== Page text
Comments by Dr. Ryan N. Maue
Apparently we can throw away the meteorology textbooks, fire the forecasters at the National Weather Service, and tell universities and research labs that they have utterly failed to explain the origin of “monster snowstorms”. Renowned theoretical physicist Dr. Michio Kaku crosses disciplinary boundaries to provide the readers of CNN.com his opinion on the recent winter weather over the Northeast and elsewhere. However, his explanations are hand-wavy, lacking peer-reviewed foundation, and quite equivocal — yet typical of the recent media rush to blame winter weather or any weather on global warming. However, as a theoretical physicist, Kaku needs to do a lot better and consult any weather forecaster that knows why there were snowstorms in the 1770s, 1970s, and still today. At the AMS meeting, Dr. Trenberth highlighted the reason: “winter”. CNN.com article link.
From Monster Snowstorms still spell global warming, I copy a few paragraphs and get to the important one…
New York (CNN) — The weather seems to be going berserk, with more snow dumped on our beleaguered Northeastern cities in a month than in a year, paralyzing business and our lives. Records are being broken even as we speak…
Basically, snowstorms in this region arise from the collision of cold Arctic air from Canada moving south and bumping up against warm, moist air from the Gulf of Mexico, causing water vapor to condense and freeze and then form snowstorms, which travel up the Northeast corridor.
Among many factors, the amount of snow dumped is largely driven by the amount of moisture in humid air and not so much the temperature, and this seems to go against common sense.
Here’s the false dichotomy that Kaku sets up:
“There is no single smoking gun that can point us to the origin of these monster snowstorms. But we can focus our attention on two likely culprits. The first is pure chance. There are many random fluctuations in the weather due to many diverse factors (for example, last year’s weather was affected by El Niño).”
“But the second is global warming.”
Similarly, the main consequence of global warming is not warming at all but instead increasingly violent swings in the weather, with droughts and famine in one area occurring at the same time as flooding in another, and snowstorms in one region at the same time as hot spells in another.
More from Kaku:
“I saw this two weeks ago when I spoke in São Paulo, Brazil, where there were massive, lethal mudslides caused by unrelenting, pouring rain, which in turn might have been caused by increased moisture in the air. Of course, this means only that global warming is consistent with the monster storms hitting the Northeast, not that it is the only definitive factor.”
And as the Earth continues to heat, it means that there will be more moisture in the air to possibly drive more monster storms and hurricanes, simultaneously with droughts and hot spells. So we might expect more unusual, bizarre weather patterns in the future.
====
== Records shown
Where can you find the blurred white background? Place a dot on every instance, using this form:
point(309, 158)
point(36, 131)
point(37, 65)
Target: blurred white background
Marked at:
====
== Records shown
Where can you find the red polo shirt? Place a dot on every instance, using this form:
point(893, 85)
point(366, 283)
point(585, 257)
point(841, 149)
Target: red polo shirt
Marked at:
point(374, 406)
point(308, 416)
====
== Records shown
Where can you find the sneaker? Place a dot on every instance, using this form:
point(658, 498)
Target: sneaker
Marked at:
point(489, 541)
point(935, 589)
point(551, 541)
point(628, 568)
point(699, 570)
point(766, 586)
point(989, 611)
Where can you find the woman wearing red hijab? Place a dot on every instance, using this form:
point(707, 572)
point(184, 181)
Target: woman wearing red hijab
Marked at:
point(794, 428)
====
* **Instructions**
(A) In the commentary, condense the paragraph beginning "Basically, snowstorms in this region" into a shorter version that keeps its main facts.
(B) From the commentary, reproduce word for word the passage from "Here’s the false" up to and including "spells in another.".

* **Per-task outputs**
(A) In this region, cold Arctic air moving south from Canada collides with warm, moist air from the Gulf of Mexico. The water vapor condenses and freezes, forming snowstorms that travel up the Northeast corridor.

(B)
Here’s the false dichotomy that Kaku sets up:
“There is no single smoking gun that can point us to the origin of these monster snowstorms. But we can focus our attention on two likely culprits. The first is pure chance. There are many random fluctuations in the weather due to many diverse factors (for example, last year’s weather was affected by El Niño).”
“But the second is global warming.”
Similarly, the main consequence of global warming is not warming at all but instead increasingly violent swings in the weather, with droughts and famine in one area occurring at the same time as flooding in another, and snowstorms in one region at the same time as hot spells in another.